# Work item
Drop all images and give the records again exactly.

# Data excerpts

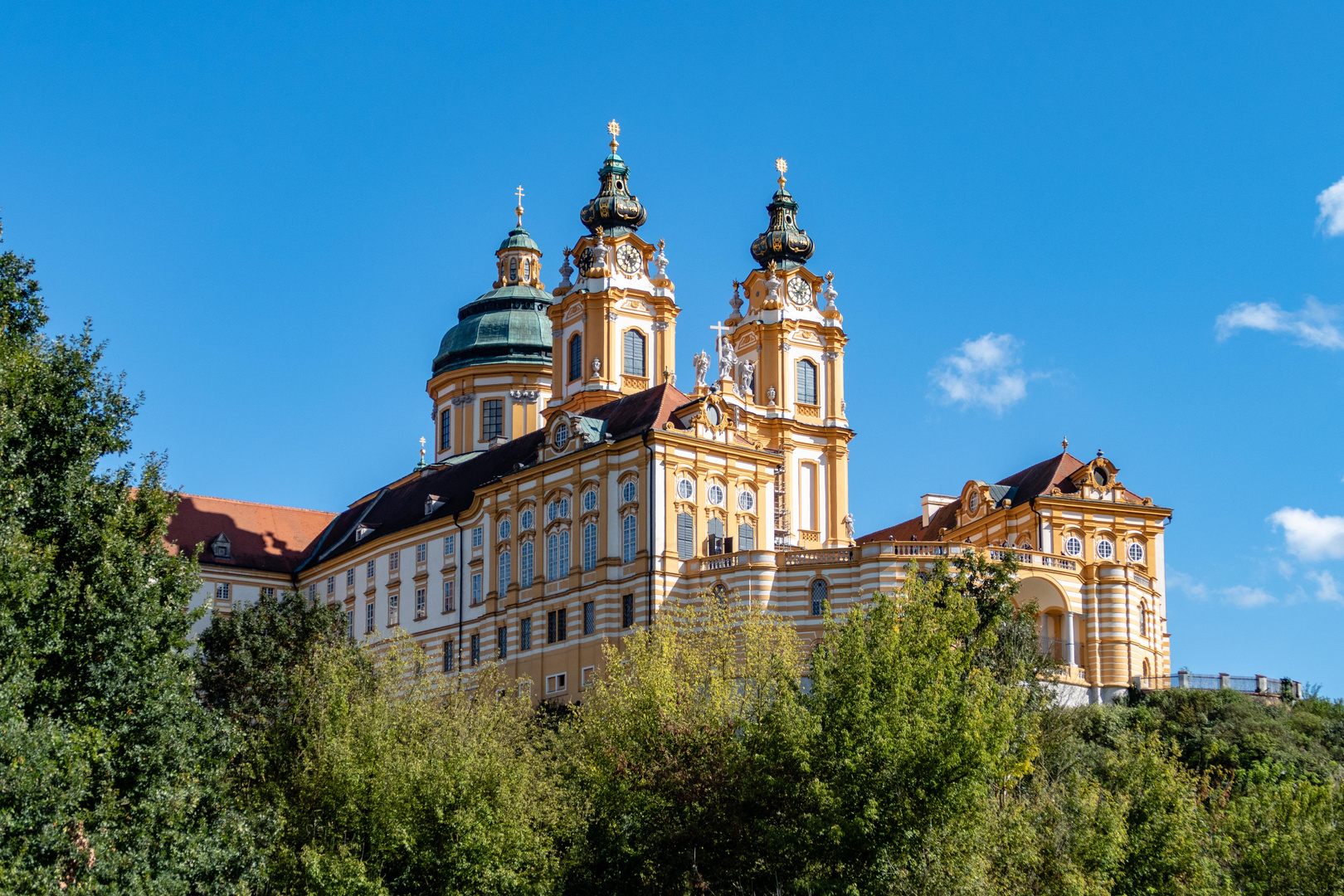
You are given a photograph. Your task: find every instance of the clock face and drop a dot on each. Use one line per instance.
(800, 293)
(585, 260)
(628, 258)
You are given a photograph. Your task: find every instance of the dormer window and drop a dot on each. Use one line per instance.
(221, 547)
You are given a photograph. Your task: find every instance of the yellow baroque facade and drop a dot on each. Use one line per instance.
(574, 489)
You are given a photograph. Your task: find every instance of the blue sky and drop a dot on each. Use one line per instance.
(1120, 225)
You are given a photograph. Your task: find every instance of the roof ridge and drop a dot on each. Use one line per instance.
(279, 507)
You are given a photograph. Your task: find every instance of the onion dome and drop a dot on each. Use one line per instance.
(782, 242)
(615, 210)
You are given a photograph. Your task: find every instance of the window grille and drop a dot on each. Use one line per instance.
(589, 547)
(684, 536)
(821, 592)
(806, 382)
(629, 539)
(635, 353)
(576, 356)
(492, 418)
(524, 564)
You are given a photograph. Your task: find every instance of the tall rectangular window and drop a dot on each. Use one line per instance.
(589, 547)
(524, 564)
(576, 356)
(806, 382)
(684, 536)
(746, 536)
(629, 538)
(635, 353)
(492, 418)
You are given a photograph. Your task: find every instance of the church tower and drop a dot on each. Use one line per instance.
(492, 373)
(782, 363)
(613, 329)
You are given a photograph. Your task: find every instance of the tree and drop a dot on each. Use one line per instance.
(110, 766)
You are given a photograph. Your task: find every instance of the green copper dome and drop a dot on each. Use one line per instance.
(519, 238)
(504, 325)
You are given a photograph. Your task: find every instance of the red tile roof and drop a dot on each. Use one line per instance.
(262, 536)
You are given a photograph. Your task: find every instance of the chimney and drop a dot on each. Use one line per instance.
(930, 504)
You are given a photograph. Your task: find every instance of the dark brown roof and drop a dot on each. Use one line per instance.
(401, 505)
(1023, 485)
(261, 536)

# Solution for this exercise
You are given a photograph. Your task: find every instance of the clock face and drop a dot on each. Use one line per instance.
(800, 293)
(585, 260)
(628, 258)
You are given a photograph. Your task: find every instance of the dormer window and drop a dot on each. Use one line per instance.
(221, 547)
You are given a photograph. Your task: find every instance of the yellow baroque facade and drop a dot on each. Use one line per instance.
(574, 489)
You are given a photograph. Your task: find every instance of the blue sky and drop a dot on each. Use one line per instance.
(1120, 225)
You are given a photograph. Your task: find every instance of the roof ridge and drop a dot on each. Use one line per instance.
(279, 507)
You are given a photograph. Your task: find every instance of the onion dome and drop a dot on each. Use one line per instance.
(782, 242)
(615, 210)
You are given a photograph. Your task: find every instance of the window grille and drop a dot on each. Use one line per instance.
(589, 547)
(684, 536)
(821, 592)
(806, 382)
(629, 539)
(635, 353)
(576, 356)
(492, 418)
(524, 564)
You are given a photograph. Your task: find every instance of the tall rectangular window and drop a dot on each. Use one line per instance.
(589, 547)
(524, 564)
(576, 356)
(806, 382)
(684, 536)
(746, 536)
(629, 538)
(635, 353)
(492, 418)
You are given a photograph. Your task: find every instance of the church tower and drop a dot on each. Use one line per instance.
(492, 373)
(782, 363)
(613, 329)
You are given a photograph. Your task: find every instance of the tree and drop a dot on each. Use one line per instance.
(110, 766)
You are given a photograph. Your task: find every instance of the green copper dome and drop a dot on each. Use one line per instance.
(519, 238)
(504, 325)
You are given a photograph. Your task: find every instance of the red tile roof and drop a dot on each. Use one line per instance.
(262, 536)
You are given a photograph. Your task: find every instance of the chimney and drop a dot on each. Use one line per instance.
(930, 504)
You are given a photograph. Your task: find every instance of the dark brown roof and drop a dot on each. Use one line per instance.
(401, 505)
(1023, 485)
(261, 536)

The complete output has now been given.